Definitely not. It helps recorders a lot, but when someone becomes in front of the court very emotional, or when a sound signal is weak, technology can’t handle it for one hundred percent.
If you are installing transcription technology in court, do you need to have any screening? I assume that such things must be in some special regime…
In this case, the system is directly managed by the Ministry of Justice, which oversees everything. Our technologies are also used for transcripts of CNB Bank Board meetings, the content of which is secret by law for seven years. Of course, the set mode also corresponds to this, no one from our company can access the content of those records.
The machine can not replace people
Let’s get to your business. You offer a number of services based on the data obtained. What are customers most interested in today? What is the „best deal“?
The best deal, if you call it that, is still classic monitoring. But we see a huge demand for quick analyses – what appeared where, why it happened, what the impact is… And all this in a combination of traditional media and social networks. Besides, we can offer the work of our experts, who can analyse and interpret in detail what lies behind those media outcomes and responses.
I assume that you need real people and machines are not enough to interpret the information obtained in monitoring? How many such people do you employ?
In the Czech Republic it is about a hundred people, in the whole group there are about three hundred co-workers.
★ ★ ★ ★ ★ ★ ★
*Exercises to complete*
1) Return, word for word, the part of the interview on transcription and media monitoring starting with "The machine can" and going on through "do you employ?".
2) Resume the interview on transcription and media monitoring after its last line.

(Dataset excerpts)
★ ★ ★ ★ ★ ★ ★
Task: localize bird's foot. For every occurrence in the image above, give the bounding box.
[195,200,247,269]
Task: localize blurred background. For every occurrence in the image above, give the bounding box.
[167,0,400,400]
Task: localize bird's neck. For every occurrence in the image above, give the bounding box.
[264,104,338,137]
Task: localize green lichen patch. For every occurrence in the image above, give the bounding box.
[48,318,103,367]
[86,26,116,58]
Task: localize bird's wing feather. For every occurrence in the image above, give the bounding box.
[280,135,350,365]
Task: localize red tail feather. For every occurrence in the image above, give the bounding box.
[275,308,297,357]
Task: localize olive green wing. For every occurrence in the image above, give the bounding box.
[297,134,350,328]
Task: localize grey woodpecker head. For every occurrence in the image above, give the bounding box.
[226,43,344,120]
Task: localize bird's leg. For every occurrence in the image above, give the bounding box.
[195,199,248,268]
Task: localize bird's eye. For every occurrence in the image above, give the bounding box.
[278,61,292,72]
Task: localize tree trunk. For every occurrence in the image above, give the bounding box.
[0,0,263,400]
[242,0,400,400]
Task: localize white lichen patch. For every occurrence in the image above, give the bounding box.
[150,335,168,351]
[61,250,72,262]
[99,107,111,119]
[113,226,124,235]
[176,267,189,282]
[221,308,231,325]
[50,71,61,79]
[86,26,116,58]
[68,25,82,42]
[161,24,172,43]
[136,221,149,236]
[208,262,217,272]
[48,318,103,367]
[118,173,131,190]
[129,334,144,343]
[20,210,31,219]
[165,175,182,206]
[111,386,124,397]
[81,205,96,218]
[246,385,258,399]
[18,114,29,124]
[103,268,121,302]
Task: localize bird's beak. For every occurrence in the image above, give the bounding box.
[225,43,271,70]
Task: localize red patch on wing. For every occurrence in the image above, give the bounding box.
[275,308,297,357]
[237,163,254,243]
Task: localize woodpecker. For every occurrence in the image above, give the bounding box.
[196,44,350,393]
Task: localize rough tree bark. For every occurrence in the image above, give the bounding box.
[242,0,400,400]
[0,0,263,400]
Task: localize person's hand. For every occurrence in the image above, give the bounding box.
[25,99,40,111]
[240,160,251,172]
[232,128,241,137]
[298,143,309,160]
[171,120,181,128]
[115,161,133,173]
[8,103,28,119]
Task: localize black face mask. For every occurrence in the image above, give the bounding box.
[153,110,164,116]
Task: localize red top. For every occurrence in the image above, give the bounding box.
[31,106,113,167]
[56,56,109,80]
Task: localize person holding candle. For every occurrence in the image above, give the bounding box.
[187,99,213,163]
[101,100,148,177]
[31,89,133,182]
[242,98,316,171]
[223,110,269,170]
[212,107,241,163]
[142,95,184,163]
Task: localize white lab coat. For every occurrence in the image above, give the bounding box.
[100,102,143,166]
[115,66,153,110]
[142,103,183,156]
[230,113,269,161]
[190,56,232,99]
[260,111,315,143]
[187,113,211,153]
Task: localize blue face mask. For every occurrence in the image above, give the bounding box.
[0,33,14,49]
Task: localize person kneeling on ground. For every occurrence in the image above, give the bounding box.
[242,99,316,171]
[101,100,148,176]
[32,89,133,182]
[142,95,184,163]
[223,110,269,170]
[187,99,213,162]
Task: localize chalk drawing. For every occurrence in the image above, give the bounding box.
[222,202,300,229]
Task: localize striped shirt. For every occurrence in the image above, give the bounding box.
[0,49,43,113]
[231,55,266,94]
★ ★ ★ ★ ★ ★ ★
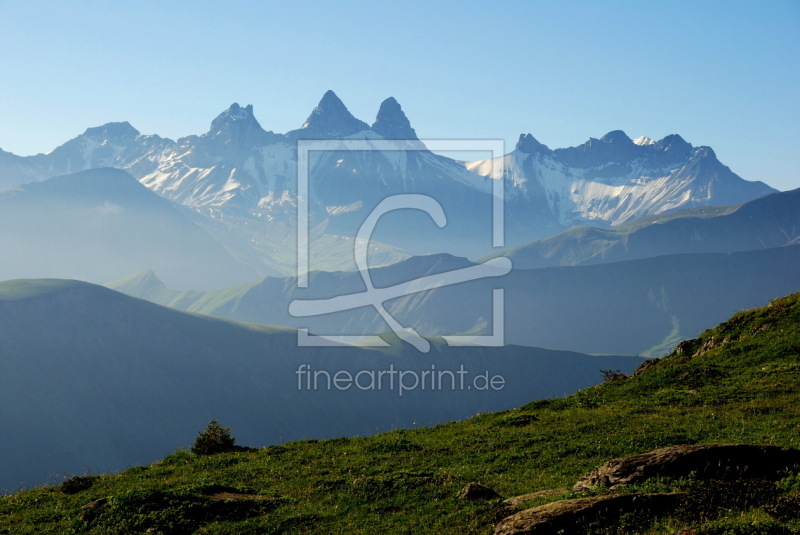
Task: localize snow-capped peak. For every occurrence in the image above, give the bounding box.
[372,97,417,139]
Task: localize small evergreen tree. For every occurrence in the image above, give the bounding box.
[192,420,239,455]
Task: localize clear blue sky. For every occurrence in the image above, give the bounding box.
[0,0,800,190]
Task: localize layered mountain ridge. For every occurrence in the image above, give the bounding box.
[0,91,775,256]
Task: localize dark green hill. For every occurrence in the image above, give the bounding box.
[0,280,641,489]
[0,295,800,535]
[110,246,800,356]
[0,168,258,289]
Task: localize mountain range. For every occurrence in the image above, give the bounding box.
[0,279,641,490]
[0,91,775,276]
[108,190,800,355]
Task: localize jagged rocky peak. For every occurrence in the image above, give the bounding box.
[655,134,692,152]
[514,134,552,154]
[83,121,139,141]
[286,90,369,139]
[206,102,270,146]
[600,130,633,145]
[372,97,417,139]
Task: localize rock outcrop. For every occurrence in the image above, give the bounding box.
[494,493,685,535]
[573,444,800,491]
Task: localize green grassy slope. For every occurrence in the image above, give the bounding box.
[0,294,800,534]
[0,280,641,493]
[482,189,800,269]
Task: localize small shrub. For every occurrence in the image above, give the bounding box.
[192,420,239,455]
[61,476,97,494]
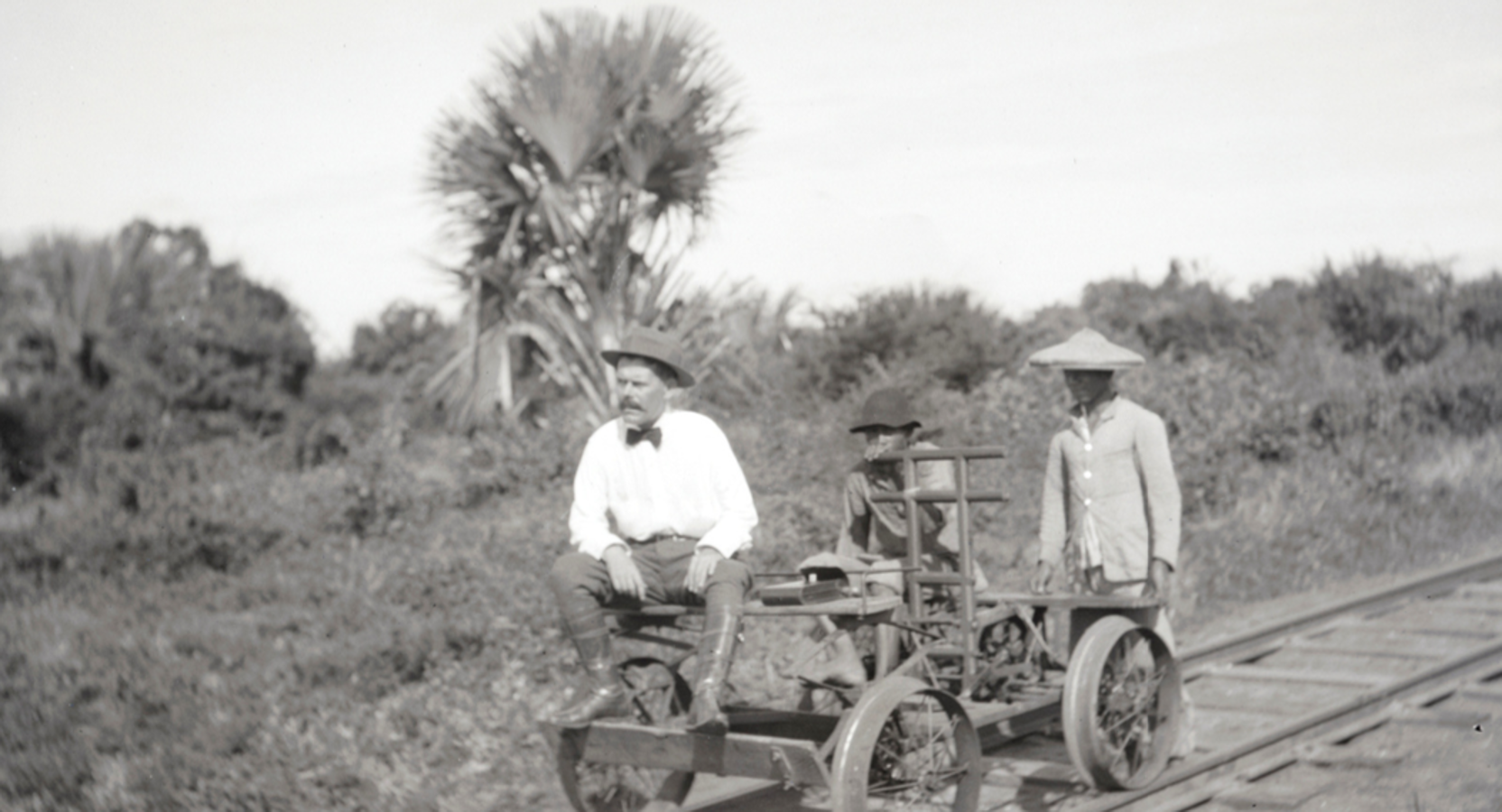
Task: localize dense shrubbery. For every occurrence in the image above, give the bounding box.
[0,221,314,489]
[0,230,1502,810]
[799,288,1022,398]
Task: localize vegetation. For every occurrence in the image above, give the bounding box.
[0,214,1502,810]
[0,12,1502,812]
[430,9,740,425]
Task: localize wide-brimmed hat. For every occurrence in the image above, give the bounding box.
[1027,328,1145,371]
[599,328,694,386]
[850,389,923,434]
★ ★ ★ ★ ★ ★ ★
*Answers per task*
1)
The machine can not replace people
Let’s get to your business. You offer a number of services based on the data obtained. What are customers most interested in today? What is the „best deal“?
The best deal, if you call it that, is still classic monitoring. But we see a huge demand for quick analyses – what appeared where, why it happened, what the impact is… And all this in a combination of traditional media and social networks. Besides, we can offer the work of our experts, who can analyse and interpret in detail what lies behind those media outcomes and responses.
I assume that you need real people and machines are not enough to interpret the information obtained in monitoring? How many such people do you employ?

2)
The results for 2019 showed that Newton Media earned about 160 million and achieved a profit of seven million. How did the numbers develop in the covid year 2020? Has the pandemic threatened your business?
The effects of coronavirus were, of course, evident in the demand for our services from clients in the fields most affected, such as tourism and gastronomy. But there is also a long-term trend, where the value of unique information decreases over time, which is related to the fact that it is technologically easier. That is why companies of our type always must think about how to bring the best possible added value to customers.
When you started in the field a quarter of a century ago, Newton was such a „smarter cutting service.“ Today you are also analysing pictures or speech. Where will the development go next?
There will probably be no revolutionary change in the near future. We will strive to improve the technology so that we can make the best use of the machine analysis of the information we have at our disposal. And add qualified analytical work to that.
Isn’t there a danger that most activities in your field will move to machine intelligence and then no people will be needed anymore?
I think not. If we want to provide maximum benefit to clients, technology cannot, at least in the near future, replace human labour.
Let’s try to look at the matter from the other side. Does it still make sense for your potential customers in the time of information overload to watch what was written or broadcast where?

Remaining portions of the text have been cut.